WHAT THE TASK REQUIRES
Write down each entry again, exactly as it reads.

PROVIDED INFORMATION
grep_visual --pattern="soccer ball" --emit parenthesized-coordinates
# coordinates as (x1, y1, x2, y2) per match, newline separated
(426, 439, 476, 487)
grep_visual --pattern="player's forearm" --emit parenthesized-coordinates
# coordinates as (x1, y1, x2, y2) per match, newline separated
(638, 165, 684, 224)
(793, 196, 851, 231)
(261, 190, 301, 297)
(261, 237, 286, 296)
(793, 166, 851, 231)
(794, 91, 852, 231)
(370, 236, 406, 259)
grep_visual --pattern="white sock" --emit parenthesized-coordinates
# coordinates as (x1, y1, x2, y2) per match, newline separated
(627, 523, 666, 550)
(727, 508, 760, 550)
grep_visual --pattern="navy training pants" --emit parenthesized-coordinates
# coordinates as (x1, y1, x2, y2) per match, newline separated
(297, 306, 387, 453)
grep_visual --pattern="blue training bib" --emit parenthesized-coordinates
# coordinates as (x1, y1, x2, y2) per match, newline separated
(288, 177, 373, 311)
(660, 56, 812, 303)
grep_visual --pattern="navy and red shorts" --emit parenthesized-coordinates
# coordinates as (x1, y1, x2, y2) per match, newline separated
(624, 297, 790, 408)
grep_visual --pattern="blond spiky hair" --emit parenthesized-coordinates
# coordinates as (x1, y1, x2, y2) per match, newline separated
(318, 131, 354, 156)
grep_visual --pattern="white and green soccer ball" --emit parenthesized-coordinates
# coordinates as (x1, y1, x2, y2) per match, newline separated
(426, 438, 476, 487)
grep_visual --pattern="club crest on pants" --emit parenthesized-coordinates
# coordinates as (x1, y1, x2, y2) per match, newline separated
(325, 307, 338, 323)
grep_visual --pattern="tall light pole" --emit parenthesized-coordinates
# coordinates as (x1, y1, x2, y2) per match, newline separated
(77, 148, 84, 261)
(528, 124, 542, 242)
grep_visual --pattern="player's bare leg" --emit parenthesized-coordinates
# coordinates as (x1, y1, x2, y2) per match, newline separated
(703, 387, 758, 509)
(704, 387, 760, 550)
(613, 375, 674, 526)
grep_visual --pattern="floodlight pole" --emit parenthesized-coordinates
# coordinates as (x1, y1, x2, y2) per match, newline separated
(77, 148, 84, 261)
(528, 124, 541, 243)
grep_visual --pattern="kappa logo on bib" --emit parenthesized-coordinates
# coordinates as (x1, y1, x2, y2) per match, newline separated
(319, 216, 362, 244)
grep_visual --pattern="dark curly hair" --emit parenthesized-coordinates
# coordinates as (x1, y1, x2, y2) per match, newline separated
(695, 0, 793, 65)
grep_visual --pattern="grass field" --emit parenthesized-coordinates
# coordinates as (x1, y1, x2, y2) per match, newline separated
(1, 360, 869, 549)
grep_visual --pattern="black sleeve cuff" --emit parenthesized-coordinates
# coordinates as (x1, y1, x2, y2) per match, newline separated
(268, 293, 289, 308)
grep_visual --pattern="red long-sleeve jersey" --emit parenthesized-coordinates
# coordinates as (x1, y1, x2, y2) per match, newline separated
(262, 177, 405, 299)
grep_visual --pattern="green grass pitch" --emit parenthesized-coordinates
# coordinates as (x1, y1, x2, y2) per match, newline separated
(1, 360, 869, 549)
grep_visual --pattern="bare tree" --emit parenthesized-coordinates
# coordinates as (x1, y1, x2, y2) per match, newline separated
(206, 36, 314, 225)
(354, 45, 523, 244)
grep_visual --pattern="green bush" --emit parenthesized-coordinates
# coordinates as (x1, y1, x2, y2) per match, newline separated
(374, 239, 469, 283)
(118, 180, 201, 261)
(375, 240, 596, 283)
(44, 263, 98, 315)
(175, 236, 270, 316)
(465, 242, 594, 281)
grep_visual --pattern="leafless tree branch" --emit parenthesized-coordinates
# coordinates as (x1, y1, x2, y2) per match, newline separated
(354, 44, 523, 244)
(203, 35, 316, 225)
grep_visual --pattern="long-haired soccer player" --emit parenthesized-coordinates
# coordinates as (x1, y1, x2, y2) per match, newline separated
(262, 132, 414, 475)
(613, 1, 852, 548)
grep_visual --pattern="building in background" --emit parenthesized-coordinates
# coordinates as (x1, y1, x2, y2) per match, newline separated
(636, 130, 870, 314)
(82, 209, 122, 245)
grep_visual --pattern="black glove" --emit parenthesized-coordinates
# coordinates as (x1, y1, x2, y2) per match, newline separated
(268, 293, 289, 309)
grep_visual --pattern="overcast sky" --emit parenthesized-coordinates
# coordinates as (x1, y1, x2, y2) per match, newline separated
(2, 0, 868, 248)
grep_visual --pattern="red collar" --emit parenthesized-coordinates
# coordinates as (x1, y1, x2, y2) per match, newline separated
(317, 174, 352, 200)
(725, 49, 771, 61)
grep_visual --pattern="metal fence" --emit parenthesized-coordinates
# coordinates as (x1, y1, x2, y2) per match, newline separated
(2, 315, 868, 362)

THE COMPLETED TASK
grep_visual --pattern="soccer ball" --emit parenthesized-coordinates
# coordinates as (x1, y1, x2, y2) per match, newline separated
(426, 439, 476, 487)
grep_visual --pattern="player's forearm" --emit parenthesized-coordinates
# coordinates as (x1, y1, x2, y2) per match, newline separated
(638, 165, 684, 224)
(793, 196, 851, 231)
(261, 190, 301, 297)
(261, 237, 286, 296)
(793, 166, 851, 231)
(794, 91, 852, 231)
(370, 236, 406, 259)
grep_visual --pattern="white sock" --emit parenthesized-coordinates
# coordinates as (x1, y1, x2, y2) per match, newline separated
(627, 523, 666, 550)
(727, 508, 760, 550)
grep_visual --pattern="navy training pants" --emit parenthesized-coordinates
# coordinates as (x1, y1, x2, y2) per match, newline separated
(297, 306, 387, 453)
grep_visual --pattern="blue training bib" --emit parenthesized-coordinates
# coordinates as (x1, y1, x2, y2) per match, newline separated
(288, 177, 373, 311)
(660, 56, 812, 303)
grep_visual --pattern="navy and red shorts" --emit parenthesized-coordinates
# coordinates as (x1, y1, x2, y2) per match, newline separated
(624, 297, 790, 408)
grep_visual --pattern="blond spiky hair" --emit parenthesized-coordinates
# coordinates as (x1, y1, x2, y2) per match, newline separated
(318, 131, 354, 156)
grep_visual --pattern="white and green soccer ball" --emit parenthesized-coordinates
# coordinates as (x1, y1, x2, y2) per match, newline separated
(426, 438, 476, 487)
grep_visual --pattern="club crest on pants" --emit parenthesized-coordinates
# coordinates as (x1, y1, x2, y2) per match, newline separated
(325, 307, 338, 323)
grep_visual --pattern="tall light pole" --emit parenthesized-coordinates
# coordinates as (x1, y1, x2, y2) per match, newline separated
(77, 148, 84, 261)
(528, 124, 542, 242)
grep_visual --pattern="player's bare leg" --emit parenthesized-coordinates
# coordinates as (x1, y1, x2, y2) per match, newline separated
(703, 387, 758, 509)
(704, 387, 760, 550)
(613, 375, 674, 526)
grep_visual --pattern="floodlight pole" --emit parenthesized-coordinates
# coordinates as (x1, y1, x2, y2) per match, newline separated
(77, 148, 84, 261)
(528, 124, 541, 243)
grep_visual --pattern="kappa logo on bib" --emit parenthesized-coordinates
# coordinates as (x1, y1, x2, y2) per match, newline separated
(319, 216, 362, 244)
grep_visual --pattern="dark curly hair" --emit parenthesized-coordinates
# coordinates as (x1, y1, x2, y2) per match, newline separated
(695, 0, 793, 65)
grep_visual --pattern="grass field" --emit parenthesized-coordinates
# coordinates as (x1, y1, x2, y2) per match, newline separated
(1, 360, 869, 549)
grep_visual --pattern="black sleeve cuff" --emit parenthesized-coordinates
# coordinates as (x1, y1, x2, y2) per match, newline separated
(268, 293, 289, 308)
grep_visual --pattern="red long-sleeve jersey" --emit parenthesized-coordinates
# coordinates as (x1, y1, x2, y2) per match, newline separated
(262, 177, 405, 299)
grep_visual --pattern="green grass pitch" --emit parenthesized-coordinates
# coordinates as (x1, y1, x2, y2) per match, newline separated
(1, 360, 869, 549)
grep_visual --pattern="bare tree" --emit parenthesized-coordinates
# coordinates as (x1, y1, x2, y2) per match, newline separated
(206, 36, 314, 225)
(354, 45, 523, 244)
grep_visual --pattern="green bush" --emit parenthesized-coordinates
# coordinates as (x1, y1, x2, y2) per match, newline separated
(374, 239, 469, 283)
(118, 180, 201, 261)
(375, 240, 596, 283)
(44, 263, 98, 315)
(175, 236, 270, 316)
(465, 242, 594, 281)
grep_visual --pattern="leafless tree branch" --emit parenthesized-coordinates
# coordinates as (x1, y1, x2, y2) per match, newline separated
(354, 44, 523, 244)
(203, 35, 316, 225)
grep_visual --pattern="long-haired soccer player" --emit parenthesized-coordinates
# coordinates as (x1, y1, x2, y2) per match, newline separated
(262, 132, 414, 475)
(613, 1, 852, 548)
grep_visual --pattern="building in background" --emit parenthesized-coordinates
# coordinates as (x1, y1, x2, y2) per match, newline separated
(636, 130, 870, 314)
(82, 209, 122, 245)
grep_visual --pattern="black glove" --emit parenthesized-coordinates
# coordinates as (x1, y1, x2, y2) per match, newline separated
(268, 293, 289, 309)
grep_visual --pattern="overcast sky" --emit parenthesized-coordinates
# coordinates as (x1, y1, x2, y2) per match, newline separated
(2, 0, 868, 248)
grep_visual --pattern="red collar" --emit parenthesized-coordinates
# coordinates as (x1, y1, x2, y2) per match, newline separated
(317, 174, 352, 200)
(725, 49, 771, 61)
grep_visual --pattern="metal fence" --emit parenthesized-coordinates
# coordinates as (x1, y1, x2, y2) per match, newline separated
(2, 315, 868, 362)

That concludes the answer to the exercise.